# Dataset records:
···

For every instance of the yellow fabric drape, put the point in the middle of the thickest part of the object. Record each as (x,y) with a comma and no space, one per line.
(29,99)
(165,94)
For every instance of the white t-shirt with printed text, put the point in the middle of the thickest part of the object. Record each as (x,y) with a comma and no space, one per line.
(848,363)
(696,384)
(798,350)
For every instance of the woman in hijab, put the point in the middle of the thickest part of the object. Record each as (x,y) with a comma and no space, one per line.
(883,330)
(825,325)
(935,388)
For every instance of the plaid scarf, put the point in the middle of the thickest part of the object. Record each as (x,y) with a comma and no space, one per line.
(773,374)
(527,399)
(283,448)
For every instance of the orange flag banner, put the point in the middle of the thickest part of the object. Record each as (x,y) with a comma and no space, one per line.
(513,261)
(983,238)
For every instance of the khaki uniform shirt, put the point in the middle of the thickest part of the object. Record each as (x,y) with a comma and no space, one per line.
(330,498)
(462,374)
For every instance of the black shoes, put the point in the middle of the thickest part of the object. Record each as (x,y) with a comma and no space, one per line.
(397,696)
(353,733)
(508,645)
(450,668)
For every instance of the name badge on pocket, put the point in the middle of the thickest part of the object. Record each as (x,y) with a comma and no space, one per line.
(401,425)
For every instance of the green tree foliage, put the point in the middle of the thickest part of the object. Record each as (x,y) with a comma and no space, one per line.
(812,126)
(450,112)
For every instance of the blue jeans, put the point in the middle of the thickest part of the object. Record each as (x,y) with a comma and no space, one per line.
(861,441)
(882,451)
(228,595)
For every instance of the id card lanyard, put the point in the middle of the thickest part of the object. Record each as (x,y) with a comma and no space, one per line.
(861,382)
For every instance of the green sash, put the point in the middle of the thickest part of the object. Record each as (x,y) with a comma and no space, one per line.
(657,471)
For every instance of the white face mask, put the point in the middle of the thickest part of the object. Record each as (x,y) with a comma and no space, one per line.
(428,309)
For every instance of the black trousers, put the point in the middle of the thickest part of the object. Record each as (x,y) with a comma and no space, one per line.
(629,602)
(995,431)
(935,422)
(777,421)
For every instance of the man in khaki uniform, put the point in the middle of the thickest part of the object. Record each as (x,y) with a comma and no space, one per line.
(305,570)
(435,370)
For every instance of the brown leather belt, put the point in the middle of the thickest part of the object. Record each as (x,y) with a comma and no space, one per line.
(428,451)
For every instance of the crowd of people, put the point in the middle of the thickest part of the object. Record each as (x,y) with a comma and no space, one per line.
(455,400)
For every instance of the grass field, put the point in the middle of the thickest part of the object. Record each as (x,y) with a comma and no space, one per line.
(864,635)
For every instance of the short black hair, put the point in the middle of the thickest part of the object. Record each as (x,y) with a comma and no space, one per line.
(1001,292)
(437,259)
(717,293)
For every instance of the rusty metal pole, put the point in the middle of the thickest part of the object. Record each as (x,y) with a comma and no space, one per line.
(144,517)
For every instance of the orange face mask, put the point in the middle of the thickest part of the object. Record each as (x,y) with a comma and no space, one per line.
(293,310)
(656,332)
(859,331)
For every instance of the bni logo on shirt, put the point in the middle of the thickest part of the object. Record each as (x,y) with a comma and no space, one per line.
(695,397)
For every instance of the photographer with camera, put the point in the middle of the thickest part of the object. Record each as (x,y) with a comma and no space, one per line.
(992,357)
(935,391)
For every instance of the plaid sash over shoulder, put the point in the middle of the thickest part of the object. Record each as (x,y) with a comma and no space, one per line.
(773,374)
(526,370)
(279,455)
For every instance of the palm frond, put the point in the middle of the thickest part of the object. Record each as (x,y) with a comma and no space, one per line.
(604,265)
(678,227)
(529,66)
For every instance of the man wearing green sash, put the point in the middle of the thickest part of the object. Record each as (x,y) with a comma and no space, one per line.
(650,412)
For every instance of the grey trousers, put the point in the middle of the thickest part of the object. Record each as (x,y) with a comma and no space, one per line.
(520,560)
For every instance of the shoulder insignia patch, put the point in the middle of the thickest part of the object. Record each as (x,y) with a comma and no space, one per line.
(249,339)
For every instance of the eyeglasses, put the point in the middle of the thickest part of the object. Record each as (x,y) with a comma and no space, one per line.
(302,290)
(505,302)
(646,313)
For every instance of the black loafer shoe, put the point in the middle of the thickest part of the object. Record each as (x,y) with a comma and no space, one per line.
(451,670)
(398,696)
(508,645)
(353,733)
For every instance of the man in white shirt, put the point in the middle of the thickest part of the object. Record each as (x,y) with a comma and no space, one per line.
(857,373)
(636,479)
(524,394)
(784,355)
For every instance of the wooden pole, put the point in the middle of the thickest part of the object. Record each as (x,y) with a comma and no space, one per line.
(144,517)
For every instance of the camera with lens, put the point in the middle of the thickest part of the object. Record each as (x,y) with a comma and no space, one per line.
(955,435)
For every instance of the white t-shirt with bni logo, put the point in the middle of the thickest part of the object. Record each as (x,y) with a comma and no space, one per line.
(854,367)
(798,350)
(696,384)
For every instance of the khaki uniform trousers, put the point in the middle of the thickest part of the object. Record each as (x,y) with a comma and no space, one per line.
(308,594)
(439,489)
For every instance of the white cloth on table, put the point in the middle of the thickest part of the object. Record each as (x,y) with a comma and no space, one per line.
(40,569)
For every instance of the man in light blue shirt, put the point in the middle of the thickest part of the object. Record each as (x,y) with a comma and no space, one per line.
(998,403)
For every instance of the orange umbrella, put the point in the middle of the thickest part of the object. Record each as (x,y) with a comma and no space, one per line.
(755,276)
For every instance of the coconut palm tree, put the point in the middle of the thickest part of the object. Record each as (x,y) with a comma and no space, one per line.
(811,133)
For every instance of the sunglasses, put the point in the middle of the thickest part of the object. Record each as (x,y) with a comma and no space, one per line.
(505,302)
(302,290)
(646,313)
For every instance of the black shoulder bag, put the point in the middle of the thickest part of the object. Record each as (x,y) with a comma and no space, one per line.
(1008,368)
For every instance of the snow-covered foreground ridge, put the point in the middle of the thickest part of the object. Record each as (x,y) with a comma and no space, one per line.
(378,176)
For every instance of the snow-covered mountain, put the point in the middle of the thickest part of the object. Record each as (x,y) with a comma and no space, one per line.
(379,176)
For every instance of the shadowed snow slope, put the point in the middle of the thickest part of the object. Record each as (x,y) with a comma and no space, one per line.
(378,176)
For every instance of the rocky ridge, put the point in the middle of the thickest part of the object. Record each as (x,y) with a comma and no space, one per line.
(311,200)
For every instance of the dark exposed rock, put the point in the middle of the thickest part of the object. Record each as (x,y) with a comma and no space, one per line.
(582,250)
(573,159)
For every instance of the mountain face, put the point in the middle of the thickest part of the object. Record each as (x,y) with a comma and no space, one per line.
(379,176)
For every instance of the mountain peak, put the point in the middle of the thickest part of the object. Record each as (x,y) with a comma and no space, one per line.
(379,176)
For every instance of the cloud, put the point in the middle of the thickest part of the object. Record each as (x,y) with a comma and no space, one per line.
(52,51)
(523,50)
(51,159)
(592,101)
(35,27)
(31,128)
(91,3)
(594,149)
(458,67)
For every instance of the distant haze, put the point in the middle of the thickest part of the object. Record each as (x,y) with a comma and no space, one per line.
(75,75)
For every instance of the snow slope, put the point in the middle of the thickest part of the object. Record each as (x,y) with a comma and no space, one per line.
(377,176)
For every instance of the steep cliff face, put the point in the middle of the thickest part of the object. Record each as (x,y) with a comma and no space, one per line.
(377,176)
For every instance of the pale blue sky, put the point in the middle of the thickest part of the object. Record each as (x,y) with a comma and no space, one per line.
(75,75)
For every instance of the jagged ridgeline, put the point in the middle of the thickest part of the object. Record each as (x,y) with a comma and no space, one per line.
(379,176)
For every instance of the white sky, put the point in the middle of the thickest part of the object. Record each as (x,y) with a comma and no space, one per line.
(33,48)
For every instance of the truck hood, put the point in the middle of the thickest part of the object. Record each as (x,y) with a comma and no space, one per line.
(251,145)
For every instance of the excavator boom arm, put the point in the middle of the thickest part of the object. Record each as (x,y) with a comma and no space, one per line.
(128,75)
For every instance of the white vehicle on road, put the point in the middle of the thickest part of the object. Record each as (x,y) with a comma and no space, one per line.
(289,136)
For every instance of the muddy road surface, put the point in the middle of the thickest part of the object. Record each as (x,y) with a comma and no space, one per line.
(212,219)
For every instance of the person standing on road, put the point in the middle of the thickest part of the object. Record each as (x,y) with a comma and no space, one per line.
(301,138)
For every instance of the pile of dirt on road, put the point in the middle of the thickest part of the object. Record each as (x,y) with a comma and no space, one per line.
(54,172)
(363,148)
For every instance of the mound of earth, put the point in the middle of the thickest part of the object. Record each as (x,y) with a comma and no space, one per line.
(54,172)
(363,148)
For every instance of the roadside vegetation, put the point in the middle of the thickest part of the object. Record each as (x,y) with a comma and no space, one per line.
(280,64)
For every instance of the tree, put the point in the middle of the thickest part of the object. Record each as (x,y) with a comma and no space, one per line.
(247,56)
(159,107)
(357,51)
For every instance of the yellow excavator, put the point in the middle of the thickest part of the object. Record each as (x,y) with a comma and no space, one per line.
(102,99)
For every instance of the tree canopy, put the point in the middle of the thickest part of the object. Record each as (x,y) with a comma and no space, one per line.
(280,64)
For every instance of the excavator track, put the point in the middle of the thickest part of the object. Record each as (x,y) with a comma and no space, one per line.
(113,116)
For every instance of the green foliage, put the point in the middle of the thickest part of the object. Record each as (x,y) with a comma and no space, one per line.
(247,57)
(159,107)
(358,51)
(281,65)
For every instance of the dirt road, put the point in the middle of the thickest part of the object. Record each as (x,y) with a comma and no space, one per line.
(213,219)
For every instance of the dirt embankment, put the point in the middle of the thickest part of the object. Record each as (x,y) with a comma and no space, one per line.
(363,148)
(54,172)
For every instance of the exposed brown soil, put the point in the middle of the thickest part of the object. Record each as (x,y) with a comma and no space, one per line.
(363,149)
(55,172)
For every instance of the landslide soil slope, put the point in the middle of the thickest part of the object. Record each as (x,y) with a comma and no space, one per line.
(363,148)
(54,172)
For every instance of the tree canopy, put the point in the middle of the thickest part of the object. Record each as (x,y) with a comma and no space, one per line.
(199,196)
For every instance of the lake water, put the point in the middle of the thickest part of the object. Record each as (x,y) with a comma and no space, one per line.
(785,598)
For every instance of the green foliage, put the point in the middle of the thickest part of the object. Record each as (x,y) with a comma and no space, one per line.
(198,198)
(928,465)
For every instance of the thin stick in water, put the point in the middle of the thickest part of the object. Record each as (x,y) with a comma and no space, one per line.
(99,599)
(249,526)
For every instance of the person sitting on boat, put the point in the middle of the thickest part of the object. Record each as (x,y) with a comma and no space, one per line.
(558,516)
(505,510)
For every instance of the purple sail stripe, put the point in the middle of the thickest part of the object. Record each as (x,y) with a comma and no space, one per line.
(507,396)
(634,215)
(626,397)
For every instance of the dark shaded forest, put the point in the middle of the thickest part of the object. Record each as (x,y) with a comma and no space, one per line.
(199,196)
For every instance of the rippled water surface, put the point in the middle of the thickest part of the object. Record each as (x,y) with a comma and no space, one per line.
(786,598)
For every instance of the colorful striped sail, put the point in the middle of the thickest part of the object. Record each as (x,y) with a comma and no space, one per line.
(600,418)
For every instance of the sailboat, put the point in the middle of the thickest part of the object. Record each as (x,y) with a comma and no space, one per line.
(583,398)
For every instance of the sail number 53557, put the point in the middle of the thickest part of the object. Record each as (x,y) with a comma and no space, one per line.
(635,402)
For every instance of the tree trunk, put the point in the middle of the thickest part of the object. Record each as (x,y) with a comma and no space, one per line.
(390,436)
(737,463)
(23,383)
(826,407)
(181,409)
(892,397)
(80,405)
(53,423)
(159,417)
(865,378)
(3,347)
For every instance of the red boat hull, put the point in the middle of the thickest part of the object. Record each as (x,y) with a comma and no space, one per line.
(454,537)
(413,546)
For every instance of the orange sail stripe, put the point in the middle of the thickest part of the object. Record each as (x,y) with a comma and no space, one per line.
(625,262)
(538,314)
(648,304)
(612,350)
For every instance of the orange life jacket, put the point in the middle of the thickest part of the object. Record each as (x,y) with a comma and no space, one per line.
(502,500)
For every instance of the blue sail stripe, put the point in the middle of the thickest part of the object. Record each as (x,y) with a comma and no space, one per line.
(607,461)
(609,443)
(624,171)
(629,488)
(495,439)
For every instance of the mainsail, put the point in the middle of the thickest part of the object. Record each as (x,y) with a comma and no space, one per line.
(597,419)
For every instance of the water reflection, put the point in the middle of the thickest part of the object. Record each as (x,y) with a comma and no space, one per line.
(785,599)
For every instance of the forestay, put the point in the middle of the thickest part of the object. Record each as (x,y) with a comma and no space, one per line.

···

Please copy out, unchanged, the part of the records that opens with the line containing "For every instance of the water" and closes with the final line of the records.

# Written response:
For every instance of the water reflection, put the point in the middle of the thickest part of the object. Record each as (x,y) with a comma and no space, one per line.
(785,599)
For every instance of the forestay, put the point in the middle of the thickest part of the object. Record each as (x,y) with a comma and no space, one per line.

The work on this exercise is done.